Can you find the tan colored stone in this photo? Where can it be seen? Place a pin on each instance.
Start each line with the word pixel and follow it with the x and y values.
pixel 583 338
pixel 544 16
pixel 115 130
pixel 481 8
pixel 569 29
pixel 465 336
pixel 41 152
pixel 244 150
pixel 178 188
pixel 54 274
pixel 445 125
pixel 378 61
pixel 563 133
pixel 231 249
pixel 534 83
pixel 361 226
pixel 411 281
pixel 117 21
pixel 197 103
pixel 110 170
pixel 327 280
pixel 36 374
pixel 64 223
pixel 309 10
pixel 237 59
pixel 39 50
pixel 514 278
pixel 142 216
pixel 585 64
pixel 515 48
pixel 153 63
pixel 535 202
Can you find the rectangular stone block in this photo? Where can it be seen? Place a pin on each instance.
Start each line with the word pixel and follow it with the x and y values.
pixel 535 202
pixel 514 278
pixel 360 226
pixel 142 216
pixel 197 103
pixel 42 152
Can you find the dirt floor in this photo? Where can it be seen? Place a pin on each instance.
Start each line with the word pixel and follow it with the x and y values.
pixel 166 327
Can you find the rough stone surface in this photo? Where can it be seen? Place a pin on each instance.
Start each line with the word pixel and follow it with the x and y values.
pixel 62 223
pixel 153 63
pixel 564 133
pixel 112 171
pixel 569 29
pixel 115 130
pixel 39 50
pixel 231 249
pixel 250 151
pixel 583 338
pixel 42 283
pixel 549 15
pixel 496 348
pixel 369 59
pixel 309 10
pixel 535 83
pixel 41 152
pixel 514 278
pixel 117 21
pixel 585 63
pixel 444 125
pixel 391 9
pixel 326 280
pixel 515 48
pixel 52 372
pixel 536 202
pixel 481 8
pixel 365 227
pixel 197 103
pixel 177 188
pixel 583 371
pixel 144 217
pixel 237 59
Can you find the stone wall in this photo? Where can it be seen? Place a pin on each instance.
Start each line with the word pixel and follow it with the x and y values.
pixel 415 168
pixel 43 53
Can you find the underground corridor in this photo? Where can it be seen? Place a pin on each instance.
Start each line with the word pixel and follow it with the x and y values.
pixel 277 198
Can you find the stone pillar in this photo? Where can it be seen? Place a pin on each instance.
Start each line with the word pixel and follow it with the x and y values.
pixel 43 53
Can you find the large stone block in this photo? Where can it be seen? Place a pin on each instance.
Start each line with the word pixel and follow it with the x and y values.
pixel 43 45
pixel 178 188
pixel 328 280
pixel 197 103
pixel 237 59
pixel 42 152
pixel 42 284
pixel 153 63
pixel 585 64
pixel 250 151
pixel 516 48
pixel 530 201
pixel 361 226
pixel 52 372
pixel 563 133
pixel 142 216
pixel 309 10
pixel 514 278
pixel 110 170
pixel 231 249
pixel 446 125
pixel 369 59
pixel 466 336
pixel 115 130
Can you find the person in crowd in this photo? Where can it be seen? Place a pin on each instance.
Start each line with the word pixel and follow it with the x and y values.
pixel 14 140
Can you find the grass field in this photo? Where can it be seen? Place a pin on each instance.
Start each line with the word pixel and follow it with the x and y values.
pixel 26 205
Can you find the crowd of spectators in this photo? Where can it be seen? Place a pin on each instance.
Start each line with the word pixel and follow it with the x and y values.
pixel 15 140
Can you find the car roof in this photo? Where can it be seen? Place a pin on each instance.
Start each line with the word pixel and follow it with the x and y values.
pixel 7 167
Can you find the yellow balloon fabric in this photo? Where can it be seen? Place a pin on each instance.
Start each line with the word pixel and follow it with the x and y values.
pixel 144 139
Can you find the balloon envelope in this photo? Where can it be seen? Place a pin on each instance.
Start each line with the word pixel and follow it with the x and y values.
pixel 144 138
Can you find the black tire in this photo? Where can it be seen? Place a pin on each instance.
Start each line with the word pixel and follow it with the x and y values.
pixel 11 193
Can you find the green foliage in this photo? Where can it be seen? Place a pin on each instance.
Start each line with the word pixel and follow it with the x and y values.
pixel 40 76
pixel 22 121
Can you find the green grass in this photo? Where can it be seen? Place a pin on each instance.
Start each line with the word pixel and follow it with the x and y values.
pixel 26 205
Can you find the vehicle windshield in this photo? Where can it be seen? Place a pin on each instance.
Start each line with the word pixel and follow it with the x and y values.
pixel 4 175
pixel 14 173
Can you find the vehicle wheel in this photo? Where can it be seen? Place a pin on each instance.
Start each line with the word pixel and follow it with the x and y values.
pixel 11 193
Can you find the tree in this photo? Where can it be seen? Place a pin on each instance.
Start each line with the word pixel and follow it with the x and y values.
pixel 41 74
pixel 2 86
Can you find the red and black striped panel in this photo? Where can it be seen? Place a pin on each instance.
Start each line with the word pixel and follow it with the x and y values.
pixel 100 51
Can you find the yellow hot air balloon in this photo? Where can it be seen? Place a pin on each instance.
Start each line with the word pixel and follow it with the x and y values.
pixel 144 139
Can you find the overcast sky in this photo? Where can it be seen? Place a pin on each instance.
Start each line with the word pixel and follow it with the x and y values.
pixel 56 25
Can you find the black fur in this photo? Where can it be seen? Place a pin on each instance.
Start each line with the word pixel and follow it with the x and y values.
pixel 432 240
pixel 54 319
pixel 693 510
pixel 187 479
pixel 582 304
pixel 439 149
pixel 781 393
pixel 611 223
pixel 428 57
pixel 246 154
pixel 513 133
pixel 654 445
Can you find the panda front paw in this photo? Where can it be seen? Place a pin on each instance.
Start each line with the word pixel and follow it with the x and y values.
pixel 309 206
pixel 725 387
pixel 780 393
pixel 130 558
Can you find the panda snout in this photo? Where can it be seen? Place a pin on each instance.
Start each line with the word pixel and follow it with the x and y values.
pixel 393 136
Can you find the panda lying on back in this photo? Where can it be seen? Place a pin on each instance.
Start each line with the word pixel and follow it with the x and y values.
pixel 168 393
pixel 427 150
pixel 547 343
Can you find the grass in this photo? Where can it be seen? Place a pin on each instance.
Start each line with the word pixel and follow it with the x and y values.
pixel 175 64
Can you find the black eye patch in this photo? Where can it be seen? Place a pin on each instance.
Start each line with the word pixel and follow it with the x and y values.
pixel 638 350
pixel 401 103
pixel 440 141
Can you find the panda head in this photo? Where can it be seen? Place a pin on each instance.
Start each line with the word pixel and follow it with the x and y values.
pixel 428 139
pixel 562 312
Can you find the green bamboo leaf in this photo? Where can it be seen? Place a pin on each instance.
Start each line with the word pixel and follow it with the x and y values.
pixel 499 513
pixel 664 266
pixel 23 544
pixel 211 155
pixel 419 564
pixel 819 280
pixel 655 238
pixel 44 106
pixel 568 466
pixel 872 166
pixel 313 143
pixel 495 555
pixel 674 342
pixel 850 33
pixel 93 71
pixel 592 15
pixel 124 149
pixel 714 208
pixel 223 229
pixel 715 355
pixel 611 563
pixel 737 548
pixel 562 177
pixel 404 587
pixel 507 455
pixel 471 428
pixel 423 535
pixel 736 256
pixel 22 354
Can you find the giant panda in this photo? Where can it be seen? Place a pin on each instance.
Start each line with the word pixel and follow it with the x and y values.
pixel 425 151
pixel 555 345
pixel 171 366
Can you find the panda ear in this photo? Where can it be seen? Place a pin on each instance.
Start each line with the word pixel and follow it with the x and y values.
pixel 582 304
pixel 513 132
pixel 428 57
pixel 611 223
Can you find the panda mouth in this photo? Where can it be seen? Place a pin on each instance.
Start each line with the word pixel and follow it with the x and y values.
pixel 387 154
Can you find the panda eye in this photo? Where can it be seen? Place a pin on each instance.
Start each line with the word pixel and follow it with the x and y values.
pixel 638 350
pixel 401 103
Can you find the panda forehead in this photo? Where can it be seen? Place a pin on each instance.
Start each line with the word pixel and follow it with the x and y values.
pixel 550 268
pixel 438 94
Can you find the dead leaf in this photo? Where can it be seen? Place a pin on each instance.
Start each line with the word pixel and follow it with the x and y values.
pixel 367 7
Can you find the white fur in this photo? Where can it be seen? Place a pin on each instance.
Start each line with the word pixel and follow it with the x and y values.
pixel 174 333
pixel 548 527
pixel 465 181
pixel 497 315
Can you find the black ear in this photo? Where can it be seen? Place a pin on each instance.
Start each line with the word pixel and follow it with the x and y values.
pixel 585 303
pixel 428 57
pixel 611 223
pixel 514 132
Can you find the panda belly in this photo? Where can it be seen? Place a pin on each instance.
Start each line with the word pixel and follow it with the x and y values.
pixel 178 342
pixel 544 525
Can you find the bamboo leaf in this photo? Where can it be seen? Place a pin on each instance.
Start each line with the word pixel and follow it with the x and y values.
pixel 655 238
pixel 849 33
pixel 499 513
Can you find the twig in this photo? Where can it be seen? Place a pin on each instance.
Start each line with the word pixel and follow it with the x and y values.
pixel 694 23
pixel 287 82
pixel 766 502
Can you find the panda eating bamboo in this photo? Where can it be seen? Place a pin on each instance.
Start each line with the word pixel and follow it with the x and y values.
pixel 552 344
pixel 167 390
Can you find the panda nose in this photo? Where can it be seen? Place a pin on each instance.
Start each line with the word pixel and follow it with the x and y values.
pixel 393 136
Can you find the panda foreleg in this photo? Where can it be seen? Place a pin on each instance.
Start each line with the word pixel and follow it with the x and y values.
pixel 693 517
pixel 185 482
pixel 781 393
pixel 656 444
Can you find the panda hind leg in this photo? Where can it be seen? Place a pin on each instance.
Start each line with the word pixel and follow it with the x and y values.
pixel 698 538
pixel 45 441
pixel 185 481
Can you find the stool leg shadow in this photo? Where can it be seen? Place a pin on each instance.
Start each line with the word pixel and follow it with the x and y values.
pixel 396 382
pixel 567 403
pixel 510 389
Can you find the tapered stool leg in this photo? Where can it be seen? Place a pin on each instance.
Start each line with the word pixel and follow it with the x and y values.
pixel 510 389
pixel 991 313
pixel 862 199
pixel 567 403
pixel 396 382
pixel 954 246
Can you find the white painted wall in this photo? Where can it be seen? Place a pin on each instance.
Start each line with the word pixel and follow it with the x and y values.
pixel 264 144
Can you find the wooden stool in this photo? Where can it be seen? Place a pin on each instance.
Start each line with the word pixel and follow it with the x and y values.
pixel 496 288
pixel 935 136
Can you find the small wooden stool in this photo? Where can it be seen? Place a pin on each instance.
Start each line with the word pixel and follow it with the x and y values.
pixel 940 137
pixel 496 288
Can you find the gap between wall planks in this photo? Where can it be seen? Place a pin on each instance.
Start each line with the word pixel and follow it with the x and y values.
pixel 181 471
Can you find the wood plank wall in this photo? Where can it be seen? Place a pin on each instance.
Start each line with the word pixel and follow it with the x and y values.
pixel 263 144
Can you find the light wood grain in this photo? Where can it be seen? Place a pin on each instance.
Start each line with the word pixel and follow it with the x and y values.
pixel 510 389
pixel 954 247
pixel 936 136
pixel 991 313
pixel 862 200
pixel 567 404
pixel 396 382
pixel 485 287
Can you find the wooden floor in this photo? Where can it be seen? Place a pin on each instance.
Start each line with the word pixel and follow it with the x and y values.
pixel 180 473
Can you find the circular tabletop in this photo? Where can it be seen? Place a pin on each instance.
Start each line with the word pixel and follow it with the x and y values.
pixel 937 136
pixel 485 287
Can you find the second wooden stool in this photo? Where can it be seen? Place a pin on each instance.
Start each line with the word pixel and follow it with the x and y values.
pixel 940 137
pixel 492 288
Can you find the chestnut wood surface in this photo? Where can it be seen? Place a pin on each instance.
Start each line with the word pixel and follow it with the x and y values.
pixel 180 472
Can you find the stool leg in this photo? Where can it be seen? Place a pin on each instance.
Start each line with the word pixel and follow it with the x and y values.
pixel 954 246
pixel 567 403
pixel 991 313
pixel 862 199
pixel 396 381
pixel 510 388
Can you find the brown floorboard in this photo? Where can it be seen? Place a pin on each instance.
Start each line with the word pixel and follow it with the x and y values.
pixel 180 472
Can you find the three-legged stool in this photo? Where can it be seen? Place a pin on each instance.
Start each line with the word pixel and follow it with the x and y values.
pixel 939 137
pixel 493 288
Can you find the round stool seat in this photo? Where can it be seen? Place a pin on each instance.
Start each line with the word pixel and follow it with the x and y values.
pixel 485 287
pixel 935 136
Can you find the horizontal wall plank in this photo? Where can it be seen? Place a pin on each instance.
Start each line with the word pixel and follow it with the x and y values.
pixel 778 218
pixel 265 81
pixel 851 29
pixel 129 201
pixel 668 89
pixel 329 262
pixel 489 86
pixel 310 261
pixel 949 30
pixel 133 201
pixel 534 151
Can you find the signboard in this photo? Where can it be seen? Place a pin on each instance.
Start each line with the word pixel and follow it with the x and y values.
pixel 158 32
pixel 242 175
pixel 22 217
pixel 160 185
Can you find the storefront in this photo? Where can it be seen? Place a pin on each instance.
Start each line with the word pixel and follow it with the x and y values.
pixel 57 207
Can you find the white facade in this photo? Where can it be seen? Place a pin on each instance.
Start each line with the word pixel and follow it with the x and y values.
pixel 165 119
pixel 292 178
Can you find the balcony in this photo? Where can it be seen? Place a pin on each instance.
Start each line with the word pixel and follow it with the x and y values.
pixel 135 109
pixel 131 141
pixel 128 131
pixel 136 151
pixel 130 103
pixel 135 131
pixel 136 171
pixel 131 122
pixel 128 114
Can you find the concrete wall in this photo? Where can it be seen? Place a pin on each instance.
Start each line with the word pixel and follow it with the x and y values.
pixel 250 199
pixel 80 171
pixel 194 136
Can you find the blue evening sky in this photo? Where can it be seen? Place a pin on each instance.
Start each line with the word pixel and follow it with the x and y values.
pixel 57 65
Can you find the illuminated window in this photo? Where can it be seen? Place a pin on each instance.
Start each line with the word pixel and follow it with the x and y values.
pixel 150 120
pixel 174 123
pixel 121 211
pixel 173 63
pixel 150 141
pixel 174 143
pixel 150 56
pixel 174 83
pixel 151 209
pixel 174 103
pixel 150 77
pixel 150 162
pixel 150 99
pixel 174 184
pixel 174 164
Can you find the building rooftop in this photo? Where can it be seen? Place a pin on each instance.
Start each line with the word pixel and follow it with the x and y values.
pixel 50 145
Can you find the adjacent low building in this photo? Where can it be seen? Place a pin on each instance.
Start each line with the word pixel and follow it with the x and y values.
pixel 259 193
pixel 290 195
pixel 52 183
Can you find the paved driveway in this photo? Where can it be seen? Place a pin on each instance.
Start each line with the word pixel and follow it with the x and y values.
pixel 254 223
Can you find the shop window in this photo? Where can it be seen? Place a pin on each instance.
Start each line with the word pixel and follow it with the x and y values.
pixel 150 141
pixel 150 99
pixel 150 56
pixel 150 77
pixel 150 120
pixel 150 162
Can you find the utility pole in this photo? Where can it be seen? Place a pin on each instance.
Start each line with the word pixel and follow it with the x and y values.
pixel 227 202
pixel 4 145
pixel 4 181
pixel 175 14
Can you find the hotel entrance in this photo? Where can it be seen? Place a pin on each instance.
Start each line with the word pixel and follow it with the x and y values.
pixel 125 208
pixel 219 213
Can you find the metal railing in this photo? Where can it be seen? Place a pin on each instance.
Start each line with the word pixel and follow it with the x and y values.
----
### [Task details]
Could you return exactly the stretch of the data above that starts at the line with "Can you find the white painted" and ends at the line with "Can you find the wooden floor", both lines included?

### [Written answer]
Can you find the white painted wall in this photo? Where can it be seen? Place a pin on each instance.
Start each line with the word pixel and follow it with the x and y values.
pixel 264 144
Can you find the wooden stool in this photo? Where can it be seen? Place a pin on each instance.
Start each line with the word pixel and follow it with the x and y values.
pixel 496 288
pixel 935 136
Can you find the small wooden stool in this photo? Where can it be seen? Place a pin on each instance.
Start each line with the word pixel and follow it with the x and y values.
pixel 940 137
pixel 496 288
Can you find the gap between wall planks in this photo? Where can it be seen? Place a pin on each instance.
Start each line with the word pixel and follow it with the x and y values.
pixel 181 471
Can you find the wood plank wall in this photo? Where can it be seen? Place a pin on each instance.
Start each line with the word pixel and follow it with the x and y values.
pixel 263 144
Can you find the light wood grain in this photo? Where can it be seen? Place a pin on each instance.
Start each line with the word pixel and follow it with the x and y values.
pixel 510 389
pixel 954 247
pixel 936 136
pixel 991 313
pixel 862 200
pixel 567 404
pixel 396 382
pixel 485 287
Can you find the wooden floor in this photo? Where can it be seen? Place a pin on each instance.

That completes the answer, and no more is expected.